» Your task
Write every entry out again, unchanged.

» Dataset entries

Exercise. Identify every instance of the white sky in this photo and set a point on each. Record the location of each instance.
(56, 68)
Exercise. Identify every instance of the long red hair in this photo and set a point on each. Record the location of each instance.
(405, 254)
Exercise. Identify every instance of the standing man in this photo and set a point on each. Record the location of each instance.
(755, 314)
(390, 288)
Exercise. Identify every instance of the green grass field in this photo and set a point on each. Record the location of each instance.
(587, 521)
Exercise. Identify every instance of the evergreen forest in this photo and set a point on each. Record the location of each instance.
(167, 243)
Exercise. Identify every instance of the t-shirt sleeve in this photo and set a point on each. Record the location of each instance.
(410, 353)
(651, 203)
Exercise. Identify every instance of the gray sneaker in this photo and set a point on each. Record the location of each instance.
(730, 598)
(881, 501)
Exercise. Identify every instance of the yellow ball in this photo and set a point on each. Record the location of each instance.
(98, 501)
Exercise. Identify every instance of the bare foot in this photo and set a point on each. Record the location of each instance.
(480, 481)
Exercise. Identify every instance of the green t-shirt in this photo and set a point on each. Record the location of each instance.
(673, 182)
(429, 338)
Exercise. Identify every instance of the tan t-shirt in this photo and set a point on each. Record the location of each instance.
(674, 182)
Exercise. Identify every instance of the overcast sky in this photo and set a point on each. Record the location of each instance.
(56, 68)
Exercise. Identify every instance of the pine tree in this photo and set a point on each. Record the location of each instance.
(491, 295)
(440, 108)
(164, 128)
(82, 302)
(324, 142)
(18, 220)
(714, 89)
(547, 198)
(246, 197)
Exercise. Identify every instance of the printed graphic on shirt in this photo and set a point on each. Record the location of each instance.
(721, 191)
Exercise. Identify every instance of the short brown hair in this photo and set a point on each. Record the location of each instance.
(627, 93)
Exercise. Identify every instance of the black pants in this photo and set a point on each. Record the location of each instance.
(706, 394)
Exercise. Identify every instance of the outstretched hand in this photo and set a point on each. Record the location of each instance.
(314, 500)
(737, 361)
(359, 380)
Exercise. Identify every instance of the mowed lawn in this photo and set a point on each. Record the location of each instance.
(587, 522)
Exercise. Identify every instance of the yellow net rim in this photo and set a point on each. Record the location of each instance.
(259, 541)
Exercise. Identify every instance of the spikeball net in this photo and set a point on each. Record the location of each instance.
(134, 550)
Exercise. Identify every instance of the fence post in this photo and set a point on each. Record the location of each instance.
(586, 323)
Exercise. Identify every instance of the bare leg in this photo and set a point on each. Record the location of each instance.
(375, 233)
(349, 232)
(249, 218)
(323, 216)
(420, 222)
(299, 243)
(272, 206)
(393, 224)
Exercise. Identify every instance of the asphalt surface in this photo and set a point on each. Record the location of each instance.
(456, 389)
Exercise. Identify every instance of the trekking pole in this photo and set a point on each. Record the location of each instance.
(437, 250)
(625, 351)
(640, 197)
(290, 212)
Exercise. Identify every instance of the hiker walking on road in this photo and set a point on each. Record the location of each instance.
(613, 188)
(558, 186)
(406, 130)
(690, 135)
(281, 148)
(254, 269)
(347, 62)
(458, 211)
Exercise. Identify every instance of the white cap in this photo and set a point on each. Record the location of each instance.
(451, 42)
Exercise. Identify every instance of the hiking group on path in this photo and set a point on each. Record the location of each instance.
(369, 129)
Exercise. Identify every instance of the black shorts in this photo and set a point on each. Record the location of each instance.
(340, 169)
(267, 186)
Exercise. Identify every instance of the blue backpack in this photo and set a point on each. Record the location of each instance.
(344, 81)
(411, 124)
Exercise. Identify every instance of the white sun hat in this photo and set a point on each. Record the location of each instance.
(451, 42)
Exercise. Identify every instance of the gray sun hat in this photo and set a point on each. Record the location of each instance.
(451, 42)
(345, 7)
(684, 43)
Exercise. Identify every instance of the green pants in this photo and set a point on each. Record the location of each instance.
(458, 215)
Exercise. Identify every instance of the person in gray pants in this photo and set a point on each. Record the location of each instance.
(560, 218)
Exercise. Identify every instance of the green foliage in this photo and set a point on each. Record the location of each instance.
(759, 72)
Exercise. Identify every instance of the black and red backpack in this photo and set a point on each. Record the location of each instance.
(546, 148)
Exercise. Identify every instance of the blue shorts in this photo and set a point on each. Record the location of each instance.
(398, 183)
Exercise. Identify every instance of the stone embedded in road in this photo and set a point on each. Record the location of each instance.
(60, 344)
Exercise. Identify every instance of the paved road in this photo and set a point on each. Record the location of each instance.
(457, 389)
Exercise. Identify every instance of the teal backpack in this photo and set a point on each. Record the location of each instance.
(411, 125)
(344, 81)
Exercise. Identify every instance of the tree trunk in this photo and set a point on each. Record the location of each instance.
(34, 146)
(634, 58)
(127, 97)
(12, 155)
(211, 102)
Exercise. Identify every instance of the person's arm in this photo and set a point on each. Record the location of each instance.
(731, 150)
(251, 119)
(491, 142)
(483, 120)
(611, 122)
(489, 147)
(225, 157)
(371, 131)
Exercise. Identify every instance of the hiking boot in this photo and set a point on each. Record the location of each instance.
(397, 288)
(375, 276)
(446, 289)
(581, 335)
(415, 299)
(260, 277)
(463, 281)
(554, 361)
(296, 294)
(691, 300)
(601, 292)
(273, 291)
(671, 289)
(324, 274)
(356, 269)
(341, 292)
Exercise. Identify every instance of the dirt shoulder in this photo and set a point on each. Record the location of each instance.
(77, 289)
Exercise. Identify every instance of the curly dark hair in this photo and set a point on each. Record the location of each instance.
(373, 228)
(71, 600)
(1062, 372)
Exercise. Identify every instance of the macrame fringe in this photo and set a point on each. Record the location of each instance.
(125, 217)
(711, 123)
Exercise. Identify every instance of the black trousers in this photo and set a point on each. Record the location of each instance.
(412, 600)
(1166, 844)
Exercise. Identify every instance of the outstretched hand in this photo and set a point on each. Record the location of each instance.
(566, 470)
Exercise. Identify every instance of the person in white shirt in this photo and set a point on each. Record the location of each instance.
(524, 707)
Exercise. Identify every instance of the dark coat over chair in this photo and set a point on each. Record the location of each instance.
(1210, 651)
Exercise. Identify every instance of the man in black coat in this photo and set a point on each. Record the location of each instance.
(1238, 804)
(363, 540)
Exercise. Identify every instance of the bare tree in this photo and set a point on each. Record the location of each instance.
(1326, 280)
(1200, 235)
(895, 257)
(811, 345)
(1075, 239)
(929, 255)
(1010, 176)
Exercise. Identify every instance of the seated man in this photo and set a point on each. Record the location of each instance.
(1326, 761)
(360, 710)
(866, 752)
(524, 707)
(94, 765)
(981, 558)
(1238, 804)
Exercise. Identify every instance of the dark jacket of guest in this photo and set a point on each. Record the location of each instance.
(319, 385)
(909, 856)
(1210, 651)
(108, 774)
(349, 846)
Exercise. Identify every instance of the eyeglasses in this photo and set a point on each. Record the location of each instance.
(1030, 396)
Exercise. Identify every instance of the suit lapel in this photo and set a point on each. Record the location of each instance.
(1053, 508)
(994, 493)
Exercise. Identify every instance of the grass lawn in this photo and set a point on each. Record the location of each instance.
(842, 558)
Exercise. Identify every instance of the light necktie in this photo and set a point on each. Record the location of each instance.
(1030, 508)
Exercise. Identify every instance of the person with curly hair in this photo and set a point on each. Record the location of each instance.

» Solution to this problem
Exercise. Identify every instance of the white sky in this photo and set a point on each. Record the location of each instance.
(56, 68)
Exercise. Identify every instance of the long red hair in this photo and set a point on each. Record the location of each instance.
(405, 254)
Exercise. Identify every instance of the standing man in this photo and set a point on each. Record the location of each instance.
(755, 314)
(390, 288)
Exercise. Identify every instance of the green grass field in this photo and set a point on each. Record the location of each instance.
(587, 521)
Exercise. Identify every instance of the evergreen forest in this photo and set a point on each. Record the location of each instance.
(167, 243)
Exercise. Identify every instance of the t-shirt sleeve in this photo and set a point on each. Record the location of each instance.
(410, 353)
(651, 203)
Exercise. Identify every instance of the gray sneaker in this photo and set a point on each. Record the location of each instance.
(730, 598)
(881, 501)
Exercise. Identify every instance of the yellow ball in this photo and set a point on each. Record the location of each instance.
(98, 501)
Exercise. Identify every instance of the bare foot in this photo and set a point on each. Record the location of each instance.
(480, 481)
Exercise. Identify every instance of the green t-shirt in this photo and set a point on each. Record the location of each instance.
(673, 182)
(429, 338)
Exercise. Identify every instance of the tan t-shirt in this photo and set a point on each. Record the location of each instance.
(674, 182)
Exercise. Identify every instance of the overcast sky in this photo and set a point on each. Record the location of each instance.
(56, 68)
Exercise. Identify every instance of the pine tree in this photo and set a point on each. Record the location of each instance.
(491, 295)
(440, 108)
(164, 128)
(82, 302)
(324, 142)
(18, 220)
(714, 89)
(547, 198)
(246, 197)
Exercise. Identify every instance of the printed graphic on shirt in this photo and set a point on each. Record the location of each instance.
(721, 191)
Exercise. Identify every instance of the short brown hair in this photo and set a point on each. Record the location of each instance.
(627, 93)
Exercise. Identify every instance of the black pants in this photo and set a point on each. Record the location of each instance.
(706, 394)
Exercise. Identify every instance of the outstretched hand in this photo and set a point on each. Record the location of each instance.
(314, 500)
(737, 361)
(359, 380)
Exercise. Identify every instance of the mowed lawn in this photo and set a point on each. Record the location of each instance.
(587, 522)
Exercise. Identify every instance of the yellow net rim in this photo and set a point on each. Record the location of each instance.
(259, 541)
Exercise. Identify every instance of the spikeball net in this photo and set a point on each. Record the location of each instance.
(134, 550)
Exercise. Identify every instance of the fence post in this photo and set a point on each. Record the location of each instance.
(586, 323)
Exercise. Identify every instance of the bare leg in this photo and set a point on each. Record the location of each instance.
(375, 233)
(349, 232)
(249, 218)
(323, 216)
(420, 222)
(299, 243)
(272, 206)
(393, 224)
Exercise. Identify every instance of the asphalt surface in this photo and set a point on each. Record the location of each instance.
(456, 389)
Exercise. Identify every instance of the trekking pole in this photo and set a point on each. Record the location of each instance.
(437, 250)
(625, 351)
(640, 197)
(290, 212)
Exercise. Identify every instance of the hiker walking on road in this photo and set a point on each. Record the location of each instance.
(613, 188)
(558, 186)
(406, 130)
(690, 135)
(281, 148)
(254, 269)
(347, 62)
(458, 211)
Exercise. Identify every instance of the white cap in this photo and set a point on each. Record the location of each instance.
(451, 42)
Exercise. Identify every instance of the hiking group on path in this photo and set a point on each. Record the location of each instance.
(369, 129)
Exercise. Identify every instance of the black shorts in this photo and set a point on each. Record the location of each instance.
(340, 169)
(267, 186)
Exercise. Identify every instance of the blue backpack in this photo and set a point on each. Record the location of each instance.
(344, 81)
(411, 124)
Exercise. Identify every instance of the white sun hat in this photo and set a point on each. Record the location of each instance.
(451, 42)
Exercise. Identify every instance of the gray sun hat in this photo and set a point on each. Record the location of each instance.
(451, 42)
(345, 7)
(684, 43)
Exercise. Identify every instance of the green pants in this photo and set a point on each. Record the location of each instance.
(458, 215)
Exercise. Identify every instance of the person in gray pants in this photo and set a point on each. Record the location of each instance.
(560, 218)
Exercise. Identify every instance of the green foliage in this photo and set a point on each. Record the location of each instance.
(759, 72)
Exercise. Identify every instance of the black and red backpack in this photo and set a point on each. Record the location of each instance.
(546, 148)
Exercise. Identify every instance of the blue shorts in this photo and set a point on each. Record the location of each instance.
(398, 183)
Exercise. Identify every instance of the stone embedded in road in this photo and set a point on each. Record the location of each instance.
(60, 344)
Exercise. Identify every instance of the paved road in this photo and set a point on each. Record the location of each instance.
(457, 389)
Exercise. Identify every instance of the teal backpack in this photo and set a point on each. Record the location of each instance.
(411, 125)
(344, 81)
Exercise. Identify every instance of the tree trunk in this photo and set a point on each. Record the location of each instance.
(34, 146)
(634, 58)
(127, 97)
(12, 155)
(211, 102)
Exercise. Identify every instance of the person's arm in this photo and set a point on each. Record the location of each instance.
(731, 150)
(251, 119)
(491, 142)
(483, 120)
(611, 122)
(489, 147)
(225, 157)
(371, 131)
Exercise. Identify every instance of the hiking boot in this photo and set a point on each. Record the location of each instance.
(397, 288)
(375, 276)
(446, 289)
(581, 335)
(415, 299)
(260, 277)
(463, 281)
(554, 361)
(296, 294)
(691, 300)
(601, 292)
(273, 291)
(671, 289)
(324, 274)
(356, 269)
(341, 292)
Exercise. Identify every instance of the dirt shoulder in this photo and set a point on each. Record the location of each instance.
(77, 289)
Exercise. Identify every instance of the curly dark hair in this photo and set a point on each. Record the location of each instance.
(373, 228)
(71, 600)
(1062, 372)
Exercise. Identify every instance of the macrame fringe in this photo and set a point on each. Record the location of each instance.
(125, 217)
(711, 123)
Exercise. Identify every instance of the black trousers in this photo and set a point on each. Record the location of each instance.
(412, 600)
(1166, 844)
Exercise. Identify every instance of the outstretched hand in this photo and set a point on each. Record the location of each instance.
(566, 470)
Exercise. Identify every instance of the person in white shirt in this photo and set a point on each. Record the location of each instance.
(524, 707)
Exercise. Identify every instance of the dark coat over chair in this photo and set a point on each. Record the location of each instance.
(1210, 651)
Exercise. Identify every instance of the man in black coat in this photo and set a point on each. Record the location of each instance.
(1238, 804)
(363, 540)
Exercise. Identify every instance of the bare tree in this photo and set a point on each. Record the location of each instance.
(1326, 280)
(1200, 235)
(895, 257)
(811, 345)
(1075, 239)
(929, 255)
(1010, 176)
Exercise. Identify every instance of the seated man in this photo and set a point on each. Record the location of each instance.
(1326, 761)
(360, 710)
(866, 752)
(524, 707)
(94, 765)
(981, 558)
(1238, 804)
Exercise. Identify every instance of the dark jacket of guest in this photo and set a point on each. Record the location of each instance.
(319, 385)
(909, 856)
(1210, 651)
(108, 774)
(349, 846)
Exercise. Identify every instance of the eyeglasses in this photo and set a point on each. Record the location of each instance.
(1030, 396)
Exercise. Identify every instance of the suit lapel in this photo and set a point on each. Record the location of each instance.
(1053, 508)
(994, 493)
Exercise. Identify every instance of the grass lawn in this photo and set a point on each. Record the location of each instance.
(842, 558)
Exercise. Identify every instance of the light necktie in this photo and set a point on each. Record the location of each instance.
(1030, 508)
Exercise. Identify every instance of the person with curly hair in this photo and set a point on each. Record the location of each instance.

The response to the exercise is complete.